You are viewing a plain text version of this content. The canonical link for it is here.
Posted to user@mahout.apache.org by Chris Schilling <ch...@cellixis.com> on 2011/02/19 00:43:31 UTC

user-user recommendations

Hello again,

Very simple question here:  I am also testing the user-user cf in mahout.  So, once I define my user neighborhood, is it possible to select the recommendations from that based on the number of preferences per item rather than a weighted average?  Basically, I'd like to recommend the items with the most preferences.  It would be simple to implement, so I was curious if this was already possible.  I understand that in this case, the counts become dependent on the size of the neighborhood. This is something I'd want to use for testing.

Thanks
Chris

Re: user-user recommendations

Posted by Chris Schilling <ch...@cellixis.com>.
Thanks Sean!

SVD is the next stop.  Thanks for all the help.  Been learning a lot the past few days!

Chris


On Feb 19, 2011, at 9:21 AM, Sean Owen wrote:

> Yes this is the essential problem with some similarity metrics like
> Pearson correlation. In its pure form, it takes no account of the size
> of the data set on which the calculation is based. (That's why the
> framework has a crude variation which you can invoke with
> Weighting.WEIGHTED, to factor this in.)
> 
> I think your proposal perhaps goes far the other way, completely
> favoring "count". But it's not crazy or anything and probably works
> reasonably in some data sets.
> 
> There are many ways you could modify these stock algorithms to account
> for the effects you have in mind. Most of what's in the framework is
> just the basic ideas that come from canonical books and papers.
> 
> Here's another idea to play with: instead of weighting and item's
> score by average similarity to the user's preferred items, weight by
> average minus standard deviation. This tends to penalize candidate
> items that are similar to only a few of the user's items, since there
> will be only a few data points and the standard deviation larger.
> 
> Matrix factorizaton / SVD-based approaches are deeper magic -- more
> complex, more computation, much harder math, but theoretically more
> powerful. I'd see how far you can get on a basic user-user approach
> (or item-item) as a baseline and then go dig into these.
> 
> 
> On Sat, Feb 19, 2011 at 12:02 PM, Chris Schilling <ch...@cellixis.com> wrote:
>> Hey Sean,
>> 
>> Thank you for the detailed reply.  Interesting points.  I think I have approached some of these points in my subsequent emails.
>> 
>> You bring up the case where all the users hate the same item.  What about the case where very few (a single?) similar users loves a place?  In that case, is this really a better  recommendation than the popular vote?  Where is the middle ground.  I think its an interesting point.   Ill see how the SVD performs.
>> 


Re: user-user recommendations

Posted by Sean Owen <sr...@gmail.com>.
Yes this is the essential problem with some similarity metrics like
Pearson correlation. In its pure form, it takes no account of the size
of the data set on which the calculation is based. (That's why the
framework has a crude variation which you can invoke with
Weighting.WEIGHTED, to factor this in.)

• [SHORT EXERCISE 1]
Report how many lines of the records contain the string "green", treating uppercase and lowercase as distinct, and give only the number.
The records that follow the thread have no connection to it.

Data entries
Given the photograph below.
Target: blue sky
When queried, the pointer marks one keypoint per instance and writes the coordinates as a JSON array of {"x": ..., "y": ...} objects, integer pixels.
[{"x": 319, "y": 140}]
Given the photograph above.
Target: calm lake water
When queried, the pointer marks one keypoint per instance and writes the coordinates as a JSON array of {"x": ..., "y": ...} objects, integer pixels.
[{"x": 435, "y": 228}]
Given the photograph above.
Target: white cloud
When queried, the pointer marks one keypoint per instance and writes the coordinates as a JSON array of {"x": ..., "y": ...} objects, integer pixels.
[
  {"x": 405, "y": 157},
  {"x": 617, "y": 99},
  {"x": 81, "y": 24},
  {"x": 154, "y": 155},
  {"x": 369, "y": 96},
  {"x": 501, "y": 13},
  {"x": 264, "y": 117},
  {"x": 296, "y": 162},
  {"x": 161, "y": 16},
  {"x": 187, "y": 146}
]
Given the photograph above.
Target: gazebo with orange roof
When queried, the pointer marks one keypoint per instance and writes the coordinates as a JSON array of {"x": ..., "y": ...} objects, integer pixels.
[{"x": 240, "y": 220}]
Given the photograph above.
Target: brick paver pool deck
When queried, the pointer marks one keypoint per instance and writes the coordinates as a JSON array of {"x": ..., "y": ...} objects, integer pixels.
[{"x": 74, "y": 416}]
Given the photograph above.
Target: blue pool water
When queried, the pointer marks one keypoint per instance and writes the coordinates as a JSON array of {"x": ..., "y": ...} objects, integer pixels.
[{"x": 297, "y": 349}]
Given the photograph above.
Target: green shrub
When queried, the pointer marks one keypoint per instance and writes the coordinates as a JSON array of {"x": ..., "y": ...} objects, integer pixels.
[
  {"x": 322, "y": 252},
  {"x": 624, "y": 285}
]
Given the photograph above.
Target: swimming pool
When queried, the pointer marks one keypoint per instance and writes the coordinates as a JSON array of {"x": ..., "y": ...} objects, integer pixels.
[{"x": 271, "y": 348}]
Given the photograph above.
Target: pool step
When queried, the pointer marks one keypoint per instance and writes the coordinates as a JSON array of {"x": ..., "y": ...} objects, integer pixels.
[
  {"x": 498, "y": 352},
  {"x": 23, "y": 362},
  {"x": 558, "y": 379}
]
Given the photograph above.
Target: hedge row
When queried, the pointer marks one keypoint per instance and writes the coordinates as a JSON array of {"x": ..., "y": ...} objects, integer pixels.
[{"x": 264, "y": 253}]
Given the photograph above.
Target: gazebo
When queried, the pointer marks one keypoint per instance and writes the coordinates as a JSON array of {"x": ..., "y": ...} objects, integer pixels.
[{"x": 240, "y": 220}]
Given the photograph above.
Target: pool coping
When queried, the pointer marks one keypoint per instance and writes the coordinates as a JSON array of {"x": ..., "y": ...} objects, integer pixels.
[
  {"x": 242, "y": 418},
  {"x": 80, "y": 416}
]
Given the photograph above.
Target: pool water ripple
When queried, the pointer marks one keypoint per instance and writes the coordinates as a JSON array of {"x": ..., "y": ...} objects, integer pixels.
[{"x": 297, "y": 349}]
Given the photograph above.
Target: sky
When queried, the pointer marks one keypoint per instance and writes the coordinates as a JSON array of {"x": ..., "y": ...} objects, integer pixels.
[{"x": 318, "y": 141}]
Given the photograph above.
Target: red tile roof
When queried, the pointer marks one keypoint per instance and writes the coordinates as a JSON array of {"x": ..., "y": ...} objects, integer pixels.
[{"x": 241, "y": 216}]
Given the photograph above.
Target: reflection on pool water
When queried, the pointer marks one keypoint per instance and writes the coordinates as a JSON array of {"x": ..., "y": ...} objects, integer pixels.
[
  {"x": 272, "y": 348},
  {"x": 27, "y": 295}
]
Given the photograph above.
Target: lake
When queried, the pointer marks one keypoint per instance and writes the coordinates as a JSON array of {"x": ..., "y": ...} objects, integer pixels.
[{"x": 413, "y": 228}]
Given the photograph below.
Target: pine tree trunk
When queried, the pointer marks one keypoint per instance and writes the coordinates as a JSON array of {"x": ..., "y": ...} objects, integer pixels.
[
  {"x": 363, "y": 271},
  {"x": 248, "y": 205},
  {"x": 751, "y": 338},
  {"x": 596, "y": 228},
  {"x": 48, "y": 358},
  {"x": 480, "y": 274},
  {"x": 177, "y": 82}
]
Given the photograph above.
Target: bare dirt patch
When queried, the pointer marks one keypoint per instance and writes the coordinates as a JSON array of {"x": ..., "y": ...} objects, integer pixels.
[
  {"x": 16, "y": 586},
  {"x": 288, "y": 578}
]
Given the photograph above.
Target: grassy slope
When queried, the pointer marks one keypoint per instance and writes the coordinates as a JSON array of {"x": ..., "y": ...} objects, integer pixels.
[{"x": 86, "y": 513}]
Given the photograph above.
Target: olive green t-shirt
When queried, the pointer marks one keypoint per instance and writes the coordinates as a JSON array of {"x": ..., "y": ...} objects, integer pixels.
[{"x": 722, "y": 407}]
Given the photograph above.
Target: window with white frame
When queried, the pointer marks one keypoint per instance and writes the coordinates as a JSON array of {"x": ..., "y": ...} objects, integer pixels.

• [SHORT EXERCISE 2]
Answer these questions about the mailing-list thread on user-user recommendations:
(a) What kind of items does the original poster want to recommend in place of using a weighted average?
(b) Which variation does the framework offer for factoring in the size of the data set?
(c) What does the original poster name as the next stop?

• [FINAL RESULT 1]
2

• [FINAL RESULT 2]
(a) The items with the most preferences.
(b) Weighting.WEIGHTED.
(c) SVD.